Data excerpts:
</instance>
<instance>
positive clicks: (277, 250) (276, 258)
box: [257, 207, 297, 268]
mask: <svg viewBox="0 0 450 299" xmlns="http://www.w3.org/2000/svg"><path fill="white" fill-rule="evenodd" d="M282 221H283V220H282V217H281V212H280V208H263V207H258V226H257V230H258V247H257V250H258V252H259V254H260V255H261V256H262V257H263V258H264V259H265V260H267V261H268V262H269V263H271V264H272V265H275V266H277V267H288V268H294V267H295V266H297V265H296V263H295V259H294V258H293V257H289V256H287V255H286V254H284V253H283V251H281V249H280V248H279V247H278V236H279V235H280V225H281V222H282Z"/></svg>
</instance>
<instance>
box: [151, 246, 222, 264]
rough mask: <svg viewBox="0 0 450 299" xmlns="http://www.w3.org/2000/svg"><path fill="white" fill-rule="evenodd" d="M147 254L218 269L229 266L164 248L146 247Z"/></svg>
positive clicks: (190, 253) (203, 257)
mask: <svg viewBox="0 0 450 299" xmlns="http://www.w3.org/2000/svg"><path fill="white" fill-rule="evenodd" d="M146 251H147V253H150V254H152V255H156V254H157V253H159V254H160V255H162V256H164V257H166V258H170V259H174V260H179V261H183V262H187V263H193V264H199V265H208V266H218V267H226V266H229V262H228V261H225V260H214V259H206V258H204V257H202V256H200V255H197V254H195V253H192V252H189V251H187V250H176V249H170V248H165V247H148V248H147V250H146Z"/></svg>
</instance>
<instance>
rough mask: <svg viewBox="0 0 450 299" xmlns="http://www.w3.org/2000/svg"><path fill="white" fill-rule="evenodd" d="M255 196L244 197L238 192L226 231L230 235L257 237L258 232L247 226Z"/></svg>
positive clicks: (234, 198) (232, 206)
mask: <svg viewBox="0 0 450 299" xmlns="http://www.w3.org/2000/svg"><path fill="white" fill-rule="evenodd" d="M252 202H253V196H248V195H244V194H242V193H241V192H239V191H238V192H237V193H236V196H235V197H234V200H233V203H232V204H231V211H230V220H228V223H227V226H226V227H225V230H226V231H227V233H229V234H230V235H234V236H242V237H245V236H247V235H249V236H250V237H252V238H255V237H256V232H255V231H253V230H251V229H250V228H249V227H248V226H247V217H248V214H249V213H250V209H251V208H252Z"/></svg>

**Problem statement**
Return every one of the lines above unchanged, character for character.

**Response to the exercise**
</instance>
<instance>
positive clicks: (277, 250) (276, 258)
box: [257, 207, 297, 268]
mask: <svg viewBox="0 0 450 299" xmlns="http://www.w3.org/2000/svg"><path fill="white" fill-rule="evenodd" d="M282 221H283V220H282V217H281V212H280V208H263V207H258V226H257V230H258V247H257V250H258V252H259V254H260V255H261V256H262V257H263V258H264V259H265V260H267V261H268V262H269V263H271V264H272V265H275V266H277V267H288V268H294V267H295V266H297V265H296V263H295V259H294V258H293V257H289V256H287V255H286V254H284V253H283V251H281V249H280V248H279V247H278V236H279V235H280V225H281V222H282Z"/></svg>
</instance>
<instance>
box: [151, 246, 222, 264]
rough mask: <svg viewBox="0 0 450 299" xmlns="http://www.w3.org/2000/svg"><path fill="white" fill-rule="evenodd" d="M147 254L218 269L229 266L164 248L146 247Z"/></svg>
positive clicks: (190, 253) (203, 257)
mask: <svg viewBox="0 0 450 299" xmlns="http://www.w3.org/2000/svg"><path fill="white" fill-rule="evenodd" d="M146 251H147V253H150V254H152V255H156V254H157V253H159V254H160V255H162V256H164V257H166V258H170V259H174V260H179V261H183V262H187V263H193V264H199V265H208V266H218V267H226V266H229V262H228V261H225V260H214V259H206V258H204V257H202V256H200V255H197V254H195V253H192V252H189V251H187V250H176V249H170V248H165V247H148V248H147V250H146Z"/></svg>
</instance>
<instance>
rough mask: <svg viewBox="0 0 450 299" xmlns="http://www.w3.org/2000/svg"><path fill="white" fill-rule="evenodd" d="M255 196L244 197L238 192L226 231L230 235L257 237L258 232L247 226Z"/></svg>
positive clicks: (234, 198) (232, 206)
mask: <svg viewBox="0 0 450 299" xmlns="http://www.w3.org/2000/svg"><path fill="white" fill-rule="evenodd" d="M252 202H253V196H248V195H244V194H242V193H241V192H239V191H238V192H237V193H236V196H235V197H234V200H233V203H232V204H231V211H230V220H228V223H227V226H226V227H225V230H226V231H227V233H229V234H230V235H234V236H242V237H245V236H247V235H249V236H250V237H252V238H255V237H256V232H255V231H253V230H251V229H250V228H249V227H248V226H247V217H248V214H249V213H250V209H251V208H252Z"/></svg>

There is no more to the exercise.